## TEXT SEGMENT
-------------------------

# Where's the New Owner Groups Big Announcement - Press Release - Roll Out, etc.



## cptab (Sep 12, 2002)

*Where's the Big Announcement from the New Owners- Press Release - Roll Out, etc.*

Anyone have any news on ABG's new partnership besides what was printed a couple of months ago? David, you mentioned that some exciting things were going on at Merlin and ABG a few months ago. Did we miss the press release?


----------



## HerbertK (Sep 23, 2004)

I can't give you any details, but just think about the moon. 



Herbert

www.GuerrillaCommunication.com


----------



## ibhim (Oct 28, 2002)

Let's see...
1) A new weightless bike defying gravity and can take on the Grand Canyons.
2) A new bike made of cheese and only sold in Wisconsin
3) Astronauts taking Merlins to the moon and NASA hosting "Tour de Moonscape"
4) Custom design by the man in the moon. (Replacing Tom...Oh NO!!!)


I give up, what?

(Finally, please don't offer me a job in marketing. The silence coming out of that department is deafening.)

-------------------------

## DATA TO USE

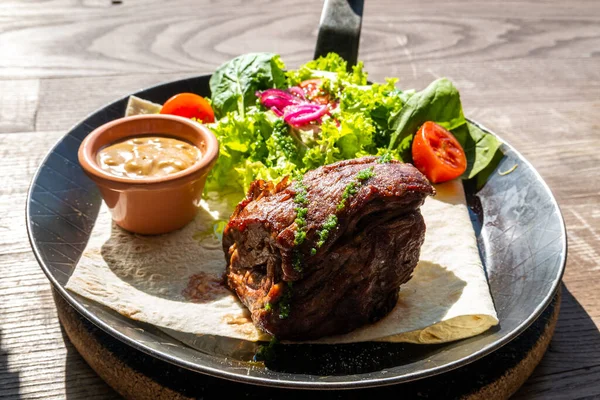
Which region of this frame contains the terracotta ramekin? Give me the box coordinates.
[79,114,219,235]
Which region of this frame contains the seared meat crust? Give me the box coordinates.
[223,157,434,340]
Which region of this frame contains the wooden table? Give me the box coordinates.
[0,0,600,400]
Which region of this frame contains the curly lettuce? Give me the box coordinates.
[206,53,500,191]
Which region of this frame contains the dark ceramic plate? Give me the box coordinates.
[27,0,567,389]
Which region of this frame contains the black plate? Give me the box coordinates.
[27,75,567,389]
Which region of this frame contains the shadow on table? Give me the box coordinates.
[514,283,600,399]
[60,325,121,400]
[0,329,21,399]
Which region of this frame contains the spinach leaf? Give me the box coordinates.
[210,53,285,118]
[452,122,501,179]
[388,78,466,162]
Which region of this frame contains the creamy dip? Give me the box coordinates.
[97,136,202,179]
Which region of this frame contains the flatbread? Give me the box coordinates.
[66,180,498,343]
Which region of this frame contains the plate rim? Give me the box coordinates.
[25,74,568,390]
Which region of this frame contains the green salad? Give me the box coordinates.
[206,53,502,191]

-------------------------

## WRITTEN TASK A
Quote the records between the line holding "Which region of this frame contains the seared" and the line holding "[27,75,567,389]", inclusive.
## WRITTEN TASK B
Write what comes next in the forum thread about the missing announcement from the new owners.

## TASK OUTPUT A
Which region of this frame contains the seared meat crust? Give me the box coordinates.
[223,157,434,340]
Which region of this frame contains the wooden table? Give me the box coordinates.
[0,0,600,400]
Which region of this frame contains the curly lettuce? Give me the box coordinates.
[206,53,500,191]
Which region of this frame contains the dark ceramic plate? Give me the box coordinates.
[27,0,567,389]
Which region of this frame contains the black plate? Give me the box coordinates.
[27,75,567,389]

## TASK OUTPUT B
----------



## Mattbikeboy (Feb 18, 2004)

HerbertK said:


> I can't give you any details, but just think about the moon.
> 
> 
> 
> ...



Sweet, all Litespeed owners get a free trip on the first Commercial Moon Launch! Yessss!


mbb


----------



## chirochris (Mar 26, 2007)

Well, that is why it taken two and half months to fix my 06 Siena frame, they are building a Ti space craft for NASA instead fixing my frame. Before LS departs for the moon I want my frame back. At ninty days I seeking legal advise. Hope LS designs a space ship that is stronger than their bicycle frames.........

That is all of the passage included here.